_Recorded information_.
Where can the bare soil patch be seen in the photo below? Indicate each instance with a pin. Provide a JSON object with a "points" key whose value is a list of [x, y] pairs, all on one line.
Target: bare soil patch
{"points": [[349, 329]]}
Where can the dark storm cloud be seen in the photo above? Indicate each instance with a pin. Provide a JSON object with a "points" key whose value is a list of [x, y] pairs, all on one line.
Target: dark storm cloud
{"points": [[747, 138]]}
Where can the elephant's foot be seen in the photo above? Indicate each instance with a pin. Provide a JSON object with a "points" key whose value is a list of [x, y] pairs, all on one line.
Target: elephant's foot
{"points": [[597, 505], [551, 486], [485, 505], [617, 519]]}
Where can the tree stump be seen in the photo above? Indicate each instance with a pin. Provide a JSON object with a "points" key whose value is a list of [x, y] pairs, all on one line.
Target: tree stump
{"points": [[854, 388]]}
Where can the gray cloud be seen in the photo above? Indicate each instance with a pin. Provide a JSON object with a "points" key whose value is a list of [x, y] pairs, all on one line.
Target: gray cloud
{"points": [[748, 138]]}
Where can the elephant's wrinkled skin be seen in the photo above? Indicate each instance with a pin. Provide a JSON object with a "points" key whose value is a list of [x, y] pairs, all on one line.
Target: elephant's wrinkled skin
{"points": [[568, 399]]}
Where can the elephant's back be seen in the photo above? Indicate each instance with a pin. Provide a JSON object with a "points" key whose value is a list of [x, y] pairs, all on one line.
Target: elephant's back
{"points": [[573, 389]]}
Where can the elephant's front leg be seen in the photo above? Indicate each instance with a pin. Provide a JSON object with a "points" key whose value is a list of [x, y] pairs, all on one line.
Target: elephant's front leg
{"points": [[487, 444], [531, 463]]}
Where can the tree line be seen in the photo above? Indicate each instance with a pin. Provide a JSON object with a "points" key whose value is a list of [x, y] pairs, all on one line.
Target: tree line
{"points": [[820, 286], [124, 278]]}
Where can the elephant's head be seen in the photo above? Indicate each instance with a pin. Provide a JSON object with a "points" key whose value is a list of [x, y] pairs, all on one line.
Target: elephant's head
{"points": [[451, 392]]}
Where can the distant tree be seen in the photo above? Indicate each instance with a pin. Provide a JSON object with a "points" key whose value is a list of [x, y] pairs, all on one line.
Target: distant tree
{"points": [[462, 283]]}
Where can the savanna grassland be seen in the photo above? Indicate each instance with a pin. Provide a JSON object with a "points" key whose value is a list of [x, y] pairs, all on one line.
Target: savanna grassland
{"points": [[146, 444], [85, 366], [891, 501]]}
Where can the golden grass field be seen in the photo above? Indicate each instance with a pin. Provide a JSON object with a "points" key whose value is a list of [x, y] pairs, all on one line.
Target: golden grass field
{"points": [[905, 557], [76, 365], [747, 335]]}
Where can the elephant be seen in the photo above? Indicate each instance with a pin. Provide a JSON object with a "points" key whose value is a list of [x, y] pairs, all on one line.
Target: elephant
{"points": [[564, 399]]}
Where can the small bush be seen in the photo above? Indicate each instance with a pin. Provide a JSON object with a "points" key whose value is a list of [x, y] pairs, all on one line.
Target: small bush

_Task to carry out_. All lines with the word "bush" need to be copied from the data above.

_Answer to this exercise_.
Where can the small bush be seen in the photo above? Indicate each instance with a pin. Provide a JSON object with a "points" key whose value is a list of [x, y] pairs, all on one line.
Target: small bush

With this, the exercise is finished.